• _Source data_
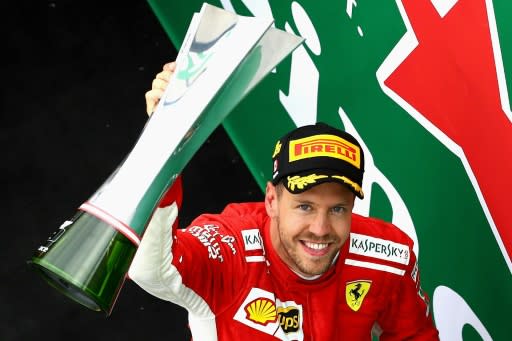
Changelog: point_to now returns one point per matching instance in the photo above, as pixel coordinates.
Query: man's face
(309, 228)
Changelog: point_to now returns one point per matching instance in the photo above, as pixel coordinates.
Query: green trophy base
(86, 260)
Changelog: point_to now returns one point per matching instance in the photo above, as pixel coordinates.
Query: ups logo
(289, 318)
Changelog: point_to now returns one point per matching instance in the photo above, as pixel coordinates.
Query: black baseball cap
(313, 154)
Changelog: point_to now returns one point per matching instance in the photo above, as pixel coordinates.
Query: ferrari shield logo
(355, 293)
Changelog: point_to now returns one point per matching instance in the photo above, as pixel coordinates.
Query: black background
(72, 106)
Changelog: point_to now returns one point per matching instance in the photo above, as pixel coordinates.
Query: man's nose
(320, 226)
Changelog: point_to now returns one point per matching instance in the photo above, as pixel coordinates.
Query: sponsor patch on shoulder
(368, 246)
(252, 239)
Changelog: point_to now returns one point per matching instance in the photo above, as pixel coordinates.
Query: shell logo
(261, 311)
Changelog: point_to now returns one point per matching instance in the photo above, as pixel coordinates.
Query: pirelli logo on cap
(325, 145)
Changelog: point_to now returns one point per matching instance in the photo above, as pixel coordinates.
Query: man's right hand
(158, 86)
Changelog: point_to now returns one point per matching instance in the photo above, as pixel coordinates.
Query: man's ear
(271, 200)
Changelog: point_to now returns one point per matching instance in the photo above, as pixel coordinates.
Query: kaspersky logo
(441, 63)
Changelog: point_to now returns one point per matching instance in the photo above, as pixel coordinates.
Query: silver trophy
(222, 58)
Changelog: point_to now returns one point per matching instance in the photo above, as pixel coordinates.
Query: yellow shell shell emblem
(355, 292)
(262, 311)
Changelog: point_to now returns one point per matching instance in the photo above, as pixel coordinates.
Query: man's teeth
(316, 246)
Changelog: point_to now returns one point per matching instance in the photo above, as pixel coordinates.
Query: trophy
(223, 56)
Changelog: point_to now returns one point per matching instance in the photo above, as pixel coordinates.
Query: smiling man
(298, 266)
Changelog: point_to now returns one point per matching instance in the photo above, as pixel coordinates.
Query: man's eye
(304, 207)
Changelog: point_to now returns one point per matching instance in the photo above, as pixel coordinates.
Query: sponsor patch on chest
(361, 244)
(252, 239)
(262, 311)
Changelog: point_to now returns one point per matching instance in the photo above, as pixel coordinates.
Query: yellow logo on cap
(302, 181)
(325, 145)
(355, 292)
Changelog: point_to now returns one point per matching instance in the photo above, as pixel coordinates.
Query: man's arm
(408, 315)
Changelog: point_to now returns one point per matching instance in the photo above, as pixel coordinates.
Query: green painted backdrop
(424, 86)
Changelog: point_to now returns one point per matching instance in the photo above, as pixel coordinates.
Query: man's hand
(158, 86)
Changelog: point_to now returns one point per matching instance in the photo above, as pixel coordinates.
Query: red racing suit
(235, 287)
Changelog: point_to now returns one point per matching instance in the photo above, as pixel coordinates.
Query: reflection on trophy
(222, 58)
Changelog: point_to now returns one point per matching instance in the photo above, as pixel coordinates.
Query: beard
(298, 261)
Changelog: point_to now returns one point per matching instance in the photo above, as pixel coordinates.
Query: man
(300, 265)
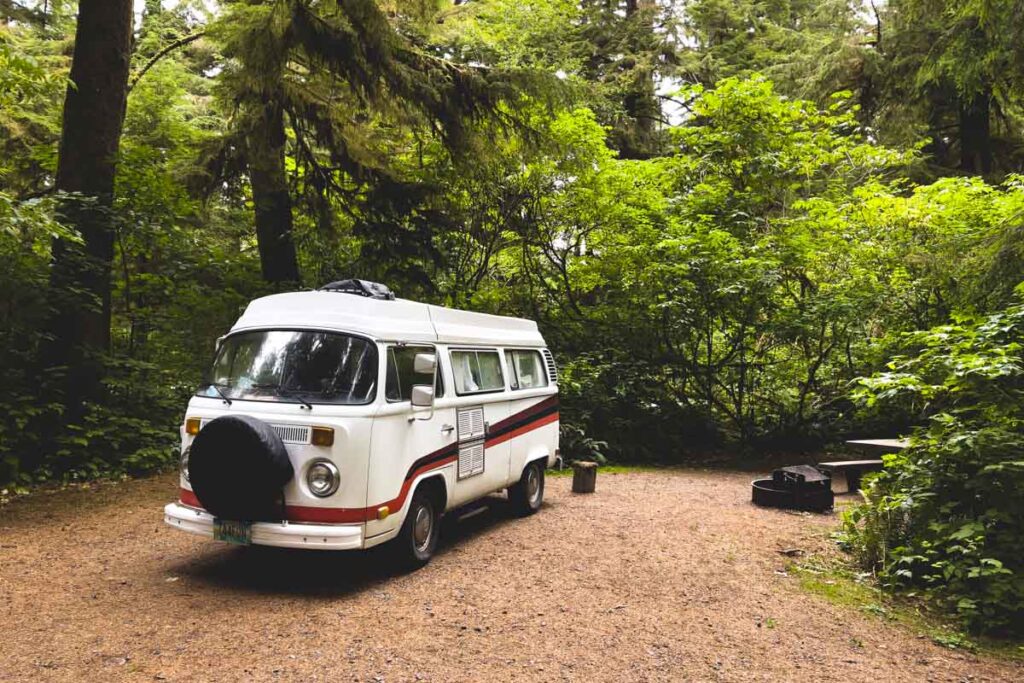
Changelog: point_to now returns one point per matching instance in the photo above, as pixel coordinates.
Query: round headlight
(183, 465)
(323, 478)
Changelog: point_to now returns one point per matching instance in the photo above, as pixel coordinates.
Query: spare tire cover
(237, 467)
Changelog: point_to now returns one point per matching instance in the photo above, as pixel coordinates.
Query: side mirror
(423, 394)
(425, 364)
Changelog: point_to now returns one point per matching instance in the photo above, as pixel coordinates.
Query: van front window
(295, 367)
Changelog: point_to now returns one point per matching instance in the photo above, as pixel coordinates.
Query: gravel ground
(657, 577)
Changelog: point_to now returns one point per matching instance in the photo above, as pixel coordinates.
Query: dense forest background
(743, 225)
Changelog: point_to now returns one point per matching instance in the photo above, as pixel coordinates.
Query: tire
(417, 541)
(526, 496)
(238, 467)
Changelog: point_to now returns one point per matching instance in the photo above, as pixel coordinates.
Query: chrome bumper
(281, 535)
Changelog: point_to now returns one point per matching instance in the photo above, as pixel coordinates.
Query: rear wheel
(526, 496)
(418, 539)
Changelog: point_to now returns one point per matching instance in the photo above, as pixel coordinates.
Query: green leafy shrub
(946, 515)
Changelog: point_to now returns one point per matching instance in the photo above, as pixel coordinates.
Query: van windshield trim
(276, 396)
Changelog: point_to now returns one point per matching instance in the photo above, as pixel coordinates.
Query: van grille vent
(288, 433)
(292, 433)
(549, 359)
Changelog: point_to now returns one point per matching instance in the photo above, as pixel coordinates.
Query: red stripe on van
(302, 513)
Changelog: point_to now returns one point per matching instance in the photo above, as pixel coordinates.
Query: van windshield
(294, 366)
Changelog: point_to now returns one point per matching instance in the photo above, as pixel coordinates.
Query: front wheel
(526, 495)
(417, 541)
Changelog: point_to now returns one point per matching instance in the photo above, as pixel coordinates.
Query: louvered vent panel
(292, 433)
(549, 360)
(471, 460)
(288, 433)
(470, 424)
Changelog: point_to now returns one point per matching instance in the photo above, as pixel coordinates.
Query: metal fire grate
(798, 487)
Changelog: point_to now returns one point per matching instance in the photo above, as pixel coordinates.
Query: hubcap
(532, 486)
(422, 527)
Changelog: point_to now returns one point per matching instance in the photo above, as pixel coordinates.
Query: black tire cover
(237, 468)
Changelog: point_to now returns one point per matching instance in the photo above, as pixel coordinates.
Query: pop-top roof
(399, 319)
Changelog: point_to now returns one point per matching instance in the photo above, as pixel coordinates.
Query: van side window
(476, 372)
(400, 375)
(525, 370)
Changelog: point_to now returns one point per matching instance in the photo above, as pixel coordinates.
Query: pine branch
(181, 42)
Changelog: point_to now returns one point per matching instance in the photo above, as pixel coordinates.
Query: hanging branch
(181, 42)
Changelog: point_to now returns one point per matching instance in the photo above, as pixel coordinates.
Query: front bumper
(282, 535)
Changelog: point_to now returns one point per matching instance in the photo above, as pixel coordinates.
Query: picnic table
(853, 470)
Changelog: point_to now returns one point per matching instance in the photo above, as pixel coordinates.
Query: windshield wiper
(216, 387)
(285, 393)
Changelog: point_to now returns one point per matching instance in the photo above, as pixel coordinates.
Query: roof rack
(360, 288)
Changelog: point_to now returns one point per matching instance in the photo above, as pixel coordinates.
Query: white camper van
(344, 418)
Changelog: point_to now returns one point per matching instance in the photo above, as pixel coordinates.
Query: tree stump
(584, 477)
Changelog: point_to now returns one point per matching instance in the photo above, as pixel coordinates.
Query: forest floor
(667, 575)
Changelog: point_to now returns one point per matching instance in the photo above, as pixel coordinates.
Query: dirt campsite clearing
(666, 575)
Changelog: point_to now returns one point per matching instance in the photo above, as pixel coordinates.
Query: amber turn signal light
(323, 436)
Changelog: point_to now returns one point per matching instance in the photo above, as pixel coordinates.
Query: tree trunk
(640, 100)
(265, 143)
(93, 117)
(976, 138)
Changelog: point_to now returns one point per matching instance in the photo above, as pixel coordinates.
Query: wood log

• _What the task asks_
Your output should be an exact copy of the lines from the one containing "Query: amber turn signal light" through the last line of the data above.

• _Completed exercise_
Query: amber turn signal light
(323, 436)
Changelog: point_to now returns one point per matching instance in the photo above, as pixel coordinates.
Query: tree trunk
(640, 100)
(265, 143)
(93, 117)
(976, 138)
Changelog: point_to now returns one point per matching instance in the photo above, as pixel coordinates.
Query: wood log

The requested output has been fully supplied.